Rows from a pointing dataset:
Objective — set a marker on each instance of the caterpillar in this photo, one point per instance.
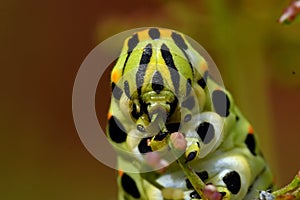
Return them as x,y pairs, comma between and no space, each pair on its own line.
163,96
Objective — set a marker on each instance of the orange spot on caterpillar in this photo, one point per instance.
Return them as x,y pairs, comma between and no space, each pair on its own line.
115,76
250,129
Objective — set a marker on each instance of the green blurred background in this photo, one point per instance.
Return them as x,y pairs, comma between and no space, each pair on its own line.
42,45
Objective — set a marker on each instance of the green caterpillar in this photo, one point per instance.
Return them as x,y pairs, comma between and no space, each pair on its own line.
162,86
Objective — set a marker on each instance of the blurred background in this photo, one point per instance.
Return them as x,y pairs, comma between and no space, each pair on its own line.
43,43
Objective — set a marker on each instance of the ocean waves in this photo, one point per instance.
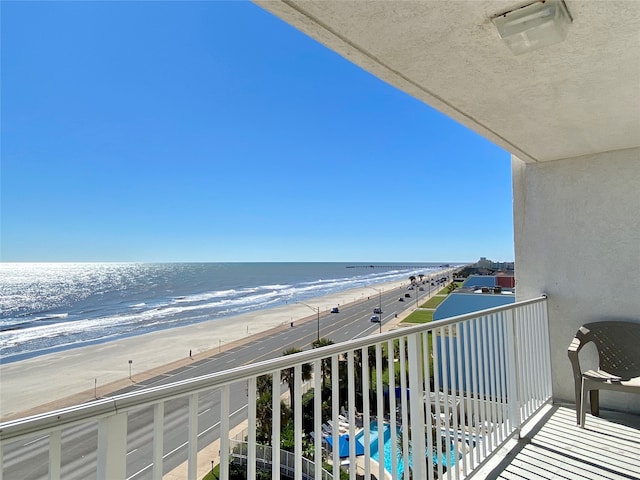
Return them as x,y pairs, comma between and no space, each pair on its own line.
52,307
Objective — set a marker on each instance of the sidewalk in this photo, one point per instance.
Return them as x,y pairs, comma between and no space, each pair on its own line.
212,451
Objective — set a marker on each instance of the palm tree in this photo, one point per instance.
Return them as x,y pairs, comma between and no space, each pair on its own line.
325,363
287,375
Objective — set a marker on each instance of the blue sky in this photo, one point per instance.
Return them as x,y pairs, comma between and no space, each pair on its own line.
213,131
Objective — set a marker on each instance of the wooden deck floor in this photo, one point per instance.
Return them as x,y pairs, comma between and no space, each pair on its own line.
556,448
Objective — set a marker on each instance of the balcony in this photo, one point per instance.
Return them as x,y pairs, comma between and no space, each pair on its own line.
473,392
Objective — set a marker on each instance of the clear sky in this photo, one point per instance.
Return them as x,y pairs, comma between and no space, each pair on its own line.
213,131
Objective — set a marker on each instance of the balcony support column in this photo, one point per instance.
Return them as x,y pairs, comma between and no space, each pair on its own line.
416,402
112,447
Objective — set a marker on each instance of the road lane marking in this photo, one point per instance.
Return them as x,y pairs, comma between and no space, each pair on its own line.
36,440
184,444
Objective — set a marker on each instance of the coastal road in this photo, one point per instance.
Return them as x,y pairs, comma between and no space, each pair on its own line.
79,443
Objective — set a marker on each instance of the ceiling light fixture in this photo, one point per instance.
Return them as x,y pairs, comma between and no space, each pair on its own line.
533,26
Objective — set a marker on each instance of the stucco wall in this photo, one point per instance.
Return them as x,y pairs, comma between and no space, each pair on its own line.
577,238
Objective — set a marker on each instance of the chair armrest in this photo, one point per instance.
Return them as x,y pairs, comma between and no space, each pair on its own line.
580,340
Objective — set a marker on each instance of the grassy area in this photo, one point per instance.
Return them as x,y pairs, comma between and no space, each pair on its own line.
213,476
433,302
419,316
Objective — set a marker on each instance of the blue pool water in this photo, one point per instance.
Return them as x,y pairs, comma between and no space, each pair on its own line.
448,459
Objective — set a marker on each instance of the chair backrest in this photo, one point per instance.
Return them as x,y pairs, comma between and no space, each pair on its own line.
618,345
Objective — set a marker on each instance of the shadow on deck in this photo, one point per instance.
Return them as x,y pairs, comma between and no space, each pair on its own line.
607,448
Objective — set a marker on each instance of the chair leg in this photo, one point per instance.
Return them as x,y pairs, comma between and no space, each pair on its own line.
595,402
583,405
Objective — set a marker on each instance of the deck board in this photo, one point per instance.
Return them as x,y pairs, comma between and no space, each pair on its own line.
608,448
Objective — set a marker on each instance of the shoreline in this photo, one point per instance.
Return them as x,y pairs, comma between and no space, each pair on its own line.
66,378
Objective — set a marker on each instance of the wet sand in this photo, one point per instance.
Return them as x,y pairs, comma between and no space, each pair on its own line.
66,378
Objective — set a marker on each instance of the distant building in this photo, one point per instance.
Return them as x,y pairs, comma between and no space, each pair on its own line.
479,292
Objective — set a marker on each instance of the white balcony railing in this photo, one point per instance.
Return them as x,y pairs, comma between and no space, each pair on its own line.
455,389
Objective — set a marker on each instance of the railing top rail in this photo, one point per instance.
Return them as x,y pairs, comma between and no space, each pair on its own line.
65,417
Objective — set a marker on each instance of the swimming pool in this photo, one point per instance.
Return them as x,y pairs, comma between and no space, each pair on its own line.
444,459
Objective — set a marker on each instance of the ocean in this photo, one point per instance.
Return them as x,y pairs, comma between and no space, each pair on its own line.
49,307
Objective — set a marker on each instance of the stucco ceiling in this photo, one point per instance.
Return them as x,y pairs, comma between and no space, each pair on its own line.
575,98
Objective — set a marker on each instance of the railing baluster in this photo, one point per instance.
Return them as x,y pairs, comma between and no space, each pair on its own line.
427,372
493,378
445,358
317,419
351,401
500,362
459,396
436,349
379,412
392,409
251,417
335,375
416,403
469,392
403,408
366,408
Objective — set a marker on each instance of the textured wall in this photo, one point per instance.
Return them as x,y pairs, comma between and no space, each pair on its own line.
577,238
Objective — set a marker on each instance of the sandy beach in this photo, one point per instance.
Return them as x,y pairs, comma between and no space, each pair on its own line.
74,376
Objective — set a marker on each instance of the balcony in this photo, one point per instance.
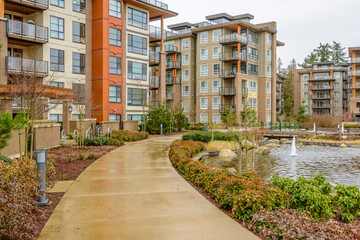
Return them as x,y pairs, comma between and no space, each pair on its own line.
156,3
154,82
227,91
173,80
171,49
232,56
154,58
16,65
227,73
322,88
224,106
233,38
27,31
34,4
173,65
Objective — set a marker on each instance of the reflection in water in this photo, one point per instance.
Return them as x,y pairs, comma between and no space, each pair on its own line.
338,165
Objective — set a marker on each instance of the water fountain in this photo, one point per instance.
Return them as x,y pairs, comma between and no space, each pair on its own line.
293,148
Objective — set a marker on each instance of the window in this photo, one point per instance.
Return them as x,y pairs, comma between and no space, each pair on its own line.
137,44
185,59
137,70
268,53
57,117
115,37
216,35
216,102
185,75
79,63
56,27
216,69
115,8
216,118
80,92
203,103
216,86
186,91
203,54
137,18
216,52
204,37
136,97
268,87
115,94
115,117
203,118
185,106
78,32
115,65
185,43
203,87
57,60
203,70
58,3
79,6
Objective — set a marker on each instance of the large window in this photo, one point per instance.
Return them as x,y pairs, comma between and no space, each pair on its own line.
203,103
136,97
79,6
137,44
115,94
115,8
78,63
137,71
78,32
58,3
57,60
80,92
115,37
115,65
137,18
56,27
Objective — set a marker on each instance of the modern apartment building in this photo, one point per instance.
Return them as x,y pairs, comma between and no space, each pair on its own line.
225,61
354,81
322,88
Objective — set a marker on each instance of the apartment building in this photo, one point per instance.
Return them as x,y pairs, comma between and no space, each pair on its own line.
322,88
354,81
229,62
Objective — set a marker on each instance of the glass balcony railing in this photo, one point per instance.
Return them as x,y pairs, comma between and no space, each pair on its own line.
27,31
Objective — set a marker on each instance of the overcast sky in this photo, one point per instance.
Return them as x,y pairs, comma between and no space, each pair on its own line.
301,25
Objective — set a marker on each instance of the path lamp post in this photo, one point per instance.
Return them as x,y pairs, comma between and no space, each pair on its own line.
41,160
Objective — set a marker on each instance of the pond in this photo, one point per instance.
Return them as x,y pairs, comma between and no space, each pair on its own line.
338,165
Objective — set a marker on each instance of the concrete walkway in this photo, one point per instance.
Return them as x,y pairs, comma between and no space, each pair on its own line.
135,193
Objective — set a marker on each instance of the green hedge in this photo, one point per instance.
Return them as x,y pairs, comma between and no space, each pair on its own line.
206,136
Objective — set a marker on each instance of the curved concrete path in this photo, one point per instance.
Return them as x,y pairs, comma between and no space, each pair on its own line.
135,193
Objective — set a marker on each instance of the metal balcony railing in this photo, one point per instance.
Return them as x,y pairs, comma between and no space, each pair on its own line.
232,56
227,91
14,64
173,80
154,57
233,38
156,3
224,106
27,31
39,4
227,73
173,65
154,82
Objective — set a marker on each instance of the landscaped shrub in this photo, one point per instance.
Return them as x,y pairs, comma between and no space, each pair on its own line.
206,136
243,194
128,136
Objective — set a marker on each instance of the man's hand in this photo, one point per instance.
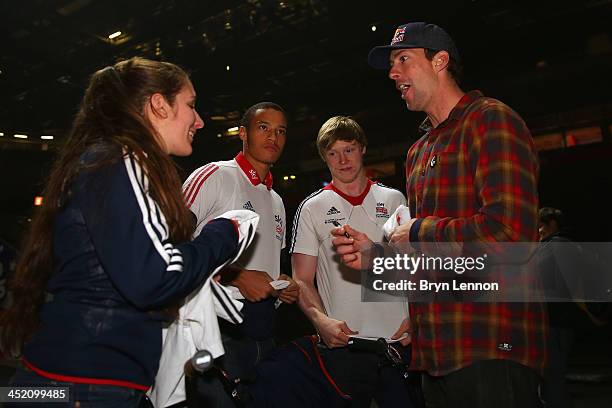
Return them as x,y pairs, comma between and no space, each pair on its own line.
404,328
334,333
254,285
291,293
401,234
350,249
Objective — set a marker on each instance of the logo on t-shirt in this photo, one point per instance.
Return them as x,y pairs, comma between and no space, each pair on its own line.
333,211
381,211
279,228
504,347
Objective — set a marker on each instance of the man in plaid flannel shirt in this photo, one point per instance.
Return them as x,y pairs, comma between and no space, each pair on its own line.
471,177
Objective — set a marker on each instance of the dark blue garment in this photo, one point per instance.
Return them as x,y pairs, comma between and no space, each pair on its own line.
114,266
87,395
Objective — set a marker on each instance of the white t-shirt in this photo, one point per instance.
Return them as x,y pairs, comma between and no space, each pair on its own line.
221,186
338,285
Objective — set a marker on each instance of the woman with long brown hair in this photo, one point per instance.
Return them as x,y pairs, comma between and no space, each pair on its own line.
110,247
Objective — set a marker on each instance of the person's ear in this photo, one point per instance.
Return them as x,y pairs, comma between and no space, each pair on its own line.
159,105
440,60
242,133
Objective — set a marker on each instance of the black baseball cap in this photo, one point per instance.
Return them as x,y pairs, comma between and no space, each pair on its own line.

YOUR TASK:
Only those lines running from the one containing "Objective — set a marker on each instance of the logo" through the last line of the data above are to be copied, exactly, with both ends included.

WRITTEN ANSWER:
Objective — set a marker on each instance of the logo on t-shirt in this photo, one point per instance.
Return them as x,y pairs, comma between and no space, each pair on its own line.
333,211
381,211
279,228
504,347
Objective — set a marker on each instance of the man in plaid flannel shirt in this photo, one point per instance.
Return them as x,y pairs, comma between and no space, each pair on its own line.
471,177
Objective — set a marker on each instance of the dark blue garment in this photo, one point per instance.
Return them as x,y pairs, comma between and no space, each pair on its own line.
114,266
87,395
Objective — set a marker on each instance of the white t-shirt in this photo, one point per instance.
Return them as x,y pairs, comma between and no space, each pair on its own line.
221,186
338,285
Objective — set a marker on each instance of the woman with long brown hair in this photo, one point per instance.
Return them as x,y pairs, comma between and no space, each pair on its own line.
110,247
Objective — set a marker on each instance of the person's ear in this photo, one point per instance.
Return them as x,y pairs, comma between and no space, each pair on its own line.
159,105
440,60
242,133
Objective — set a marker on each instance of the black baseball cap in this photo, one point per instance.
Return them as x,y pairs, comma between and no space, each pair on its own line.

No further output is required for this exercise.